(Stored records)
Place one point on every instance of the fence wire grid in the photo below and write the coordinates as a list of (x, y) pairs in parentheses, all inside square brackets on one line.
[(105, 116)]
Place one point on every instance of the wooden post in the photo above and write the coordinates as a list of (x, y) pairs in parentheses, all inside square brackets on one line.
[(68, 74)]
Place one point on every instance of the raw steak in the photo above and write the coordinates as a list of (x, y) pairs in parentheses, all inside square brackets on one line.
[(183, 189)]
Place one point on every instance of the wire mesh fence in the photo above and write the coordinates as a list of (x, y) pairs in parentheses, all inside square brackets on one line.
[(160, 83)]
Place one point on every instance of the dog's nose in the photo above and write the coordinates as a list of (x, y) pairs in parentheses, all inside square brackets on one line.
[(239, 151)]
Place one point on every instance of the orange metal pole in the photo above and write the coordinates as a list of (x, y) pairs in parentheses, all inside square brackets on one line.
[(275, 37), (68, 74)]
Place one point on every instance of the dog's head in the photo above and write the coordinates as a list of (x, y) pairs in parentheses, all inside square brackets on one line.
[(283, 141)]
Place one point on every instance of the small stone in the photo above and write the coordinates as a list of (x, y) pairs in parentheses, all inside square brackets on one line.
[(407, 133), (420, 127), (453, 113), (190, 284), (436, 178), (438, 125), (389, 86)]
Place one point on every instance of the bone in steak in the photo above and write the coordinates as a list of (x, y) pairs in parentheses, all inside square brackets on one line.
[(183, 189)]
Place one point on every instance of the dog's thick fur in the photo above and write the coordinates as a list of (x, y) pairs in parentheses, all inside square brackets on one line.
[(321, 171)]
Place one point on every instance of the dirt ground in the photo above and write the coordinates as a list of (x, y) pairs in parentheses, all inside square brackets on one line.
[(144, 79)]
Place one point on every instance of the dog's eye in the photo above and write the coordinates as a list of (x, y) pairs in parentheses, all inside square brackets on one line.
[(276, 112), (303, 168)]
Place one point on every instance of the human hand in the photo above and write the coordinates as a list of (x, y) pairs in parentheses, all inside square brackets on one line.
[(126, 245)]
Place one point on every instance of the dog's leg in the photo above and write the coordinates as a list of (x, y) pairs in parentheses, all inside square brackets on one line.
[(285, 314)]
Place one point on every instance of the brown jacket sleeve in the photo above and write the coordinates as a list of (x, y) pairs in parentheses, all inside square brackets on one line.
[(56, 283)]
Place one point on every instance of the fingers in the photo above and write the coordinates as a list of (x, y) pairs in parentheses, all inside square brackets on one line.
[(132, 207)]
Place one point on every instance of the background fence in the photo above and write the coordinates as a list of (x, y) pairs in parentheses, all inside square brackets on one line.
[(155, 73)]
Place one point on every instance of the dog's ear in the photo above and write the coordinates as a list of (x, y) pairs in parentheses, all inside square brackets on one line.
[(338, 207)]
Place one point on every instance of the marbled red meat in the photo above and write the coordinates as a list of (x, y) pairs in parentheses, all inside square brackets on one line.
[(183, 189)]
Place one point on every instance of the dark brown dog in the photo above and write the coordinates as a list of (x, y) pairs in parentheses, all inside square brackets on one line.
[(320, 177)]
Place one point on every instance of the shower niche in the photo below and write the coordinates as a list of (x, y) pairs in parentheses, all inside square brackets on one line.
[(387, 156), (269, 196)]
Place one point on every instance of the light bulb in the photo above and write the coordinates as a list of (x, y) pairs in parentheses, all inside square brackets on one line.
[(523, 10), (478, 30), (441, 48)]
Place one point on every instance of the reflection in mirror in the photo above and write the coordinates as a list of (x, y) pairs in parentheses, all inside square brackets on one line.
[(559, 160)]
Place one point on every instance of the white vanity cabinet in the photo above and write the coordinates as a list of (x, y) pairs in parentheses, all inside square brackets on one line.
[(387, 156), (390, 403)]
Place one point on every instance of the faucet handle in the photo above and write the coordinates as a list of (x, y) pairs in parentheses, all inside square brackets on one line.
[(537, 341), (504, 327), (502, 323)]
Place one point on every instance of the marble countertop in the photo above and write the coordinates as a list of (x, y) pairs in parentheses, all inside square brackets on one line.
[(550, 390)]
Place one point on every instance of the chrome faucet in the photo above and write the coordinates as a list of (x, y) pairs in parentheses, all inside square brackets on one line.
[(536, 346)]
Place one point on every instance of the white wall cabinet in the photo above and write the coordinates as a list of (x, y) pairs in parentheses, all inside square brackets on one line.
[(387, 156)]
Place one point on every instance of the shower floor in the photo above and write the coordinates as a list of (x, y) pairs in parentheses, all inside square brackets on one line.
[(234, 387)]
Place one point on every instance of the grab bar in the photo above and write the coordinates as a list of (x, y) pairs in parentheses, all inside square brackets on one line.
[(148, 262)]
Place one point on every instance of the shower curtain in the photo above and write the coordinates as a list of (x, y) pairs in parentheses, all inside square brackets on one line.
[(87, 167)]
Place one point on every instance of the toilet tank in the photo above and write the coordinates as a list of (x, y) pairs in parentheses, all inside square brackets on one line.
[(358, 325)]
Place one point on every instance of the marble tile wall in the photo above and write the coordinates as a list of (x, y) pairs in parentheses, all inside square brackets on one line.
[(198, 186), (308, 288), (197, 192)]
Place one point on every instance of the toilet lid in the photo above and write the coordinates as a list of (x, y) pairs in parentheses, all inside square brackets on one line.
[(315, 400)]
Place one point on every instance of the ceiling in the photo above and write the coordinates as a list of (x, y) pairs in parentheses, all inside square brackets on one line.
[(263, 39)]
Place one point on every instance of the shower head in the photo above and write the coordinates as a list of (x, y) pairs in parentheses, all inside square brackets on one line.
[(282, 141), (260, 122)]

**EXERCISE DIRECTIONS**
All records are to be written out exactly.

**ANSWER**
Place one point on every instance of the fence wire grid in the photo below and write the coordinates as a list of (x, y) pairs in parentheses, all inside square brackets on one line.
[(105, 116)]
Place one point on every instance of the wooden post in the photo above and write the coordinates as a list of (x, y) pairs in parentheses, all inside square brackets on one line.
[(68, 74)]
Place one point on every instance of the raw steak in the photo above and write the coordinates as a list of (x, y) pairs in parentheses, all inside square brackets on one line.
[(183, 189)]
Place one point on every instance of the wire mesh fence in the photo above and write the coordinates as a list of (x, y) pairs in parentheses, all inside square brackets on one line.
[(160, 83)]
Place one point on every instance of the dog's nose in the photo above and write the coordinates as a list of (x, y) pairs in parentheses, all inside square brackets on one line.
[(239, 151)]
Place one point on every instance of the orange metal pole in the photo above and write the coordinates as a list of (x, y) pairs in parentheses, all inside square brackets on one line.
[(275, 37), (68, 74)]
Place one point on every instance of the dog's head in the photo above and write the coordinates as a list of (x, y) pairs in parentheses, all inside square brackets on one line.
[(283, 141)]
Place one point on every instance of the small stone in the photo above and write the coordinates as a list of (x, y) pairs in parentheses, all inside square brackets on one line.
[(407, 133), (420, 127), (453, 113), (190, 284), (436, 178), (438, 125), (389, 86)]
Place one point on every instance of the bone in steak in the photo above and write the coordinates as a list of (x, y) pairs in parentheses, all inside square brackets on one line.
[(183, 189)]
Place one point on every instance of the dog's thick fur in the photo above and write the coordinates as a list of (x, y) pairs in parentheses, all inside square brackets on one line.
[(321, 171)]
Place one point on every instance of the dirt ground in the photo above and write the coordinates as a list of (x, y) pairs in parentheses, all inside square brackets on one line.
[(144, 79)]
Place one point on every instance of the dog's eye in the photo above and write the coordinates as a list of (x, y) pairs in parentheses, all inside square brackets on one line.
[(276, 112), (303, 168)]
Place one point on every instance of the human hand in the photo above and write the coordinates as a list of (x, y) pairs in parentheses, all inside square brackets on one line.
[(126, 245)]
Place one point on every instance of the dog's leg in the photo above and write the coordinates as a list of (x, y) pairs in parentheses, all inside square brackets on one line.
[(285, 314)]
Place one point on every instance of the brown jacket sleeve in the photo above and write the coordinates as a list of (x, y) pairs in parentheses, all inside square brackets on one line.
[(56, 283)]
Place one point on every instance of the fingers in the photo above and write the coordinates as a list of (x, y) pairs in parentheses, all inside square brackets on one line.
[(132, 207)]
Place one point on every instance of the background fence in the photo above and write the coordinates as a list of (x, y) pairs in parentheses, all inside square brackets on one line.
[(155, 73)]
Place one point on every instance of the dog's ear in the photo above and write the coordinates as a list of (x, y) pairs in parentheses, all inside square brackets on one line.
[(338, 207)]
Place one point on every instance of the marbled red meat in the photo above and write the coordinates as a list of (x, y) pairs in parentheses, all inside square brackets on one line.
[(183, 189)]
Place one point on every instance of the dark brown dog in the photo above and write the coordinates as a list of (x, y) pairs in parentheses, all inside square brackets on one line.
[(320, 177)]
Place one point on every instance of the shower niche in the photo below and write the coordinates as a list of (x, y) pairs in parentheses, all inside square brackets on one line.
[(387, 156), (269, 196)]
Place one point on every instance of the light bulb in the photo above and write the coordinates as a list of (x, y) pairs in parentheses, all inside square brackets on one line.
[(523, 10), (478, 30), (441, 48)]
Place one point on every instance of the reflection in mirror in the photo above and write the coordinates as a list of (x, y) pairs in parentheses, all inside square brackets on one line.
[(559, 160)]
Place one point on every instance of the white vanity cabinet in the photo above and write the coordinates as a list of (x, y) pairs in parentheses, all inside square brackets on one line.
[(387, 156), (390, 403)]
Place one point on every instance of the faucet handle in the photo above and write the coordinates as a list of (x, y) pairs in parentheses, all inside square brackets on one line.
[(537, 341), (504, 327), (502, 323)]
Place one point on every instance of the marble countertop in the photo above and write the coordinates as a list of (x, y) pairs in parentheses, all inside square brackets on one line.
[(550, 390)]
Place one point on every instance of the chrome faucet in the photo above and write the coordinates as a list of (x, y) pairs in parentheses, all inside square brackets on one line.
[(536, 346)]
Place one point on every instance of the white wall cabinet in the photo above and write the coordinates as a list of (x, y) pairs in parentheses, all inside square brackets on one line.
[(387, 156)]
Place one point on every instance of the shower floor in the photo above and write the coordinates as a list of (x, y) pairs in parentheses, all inside square brackets on one line.
[(234, 387)]
Place one point on every instance of the grab bar in the photo above and write the coordinates as a list of (x, y) pairs in parentheses, all inside square brackets on one line.
[(148, 262)]
Place one point on every instance of the shower curtain in the photo above and write the coordinates as a list of (x, y) pairs in parentheses, all inside square brackets on one line.
[(87, 167)]
Place one point on every instance of the toilet tank in the photo above and write the coordinates as a list of (x, y) pairs in parentheses, all inside square brackets on one line.
[(358, 325)]
Place one point on every instance of the marble tile wall in the photo above and write the coordinates as a list of (x, y) pairs in parentheses, all inside square brackets on one line.
[(198, 186), (308, 288), (197, 192)]
Place one point on every instance of the toilet lid in the photo above and write the coordinates as a list of (x, y) pairs in parentheses, all inside square brackets on one line.
[(315, 400)]
Place one point on every instance of the ceiling in the photo above and write the coordinates as a list of (x, y) pairs in parentheses, all inside square brackets on one line.
[(263, 39)]
Place one point on every instance of the shower head in the photo above and write the coordinates as a list of (x, y) pairs in parentheses, all inside square brackets on one line.
[(282, 141), (260, 122)]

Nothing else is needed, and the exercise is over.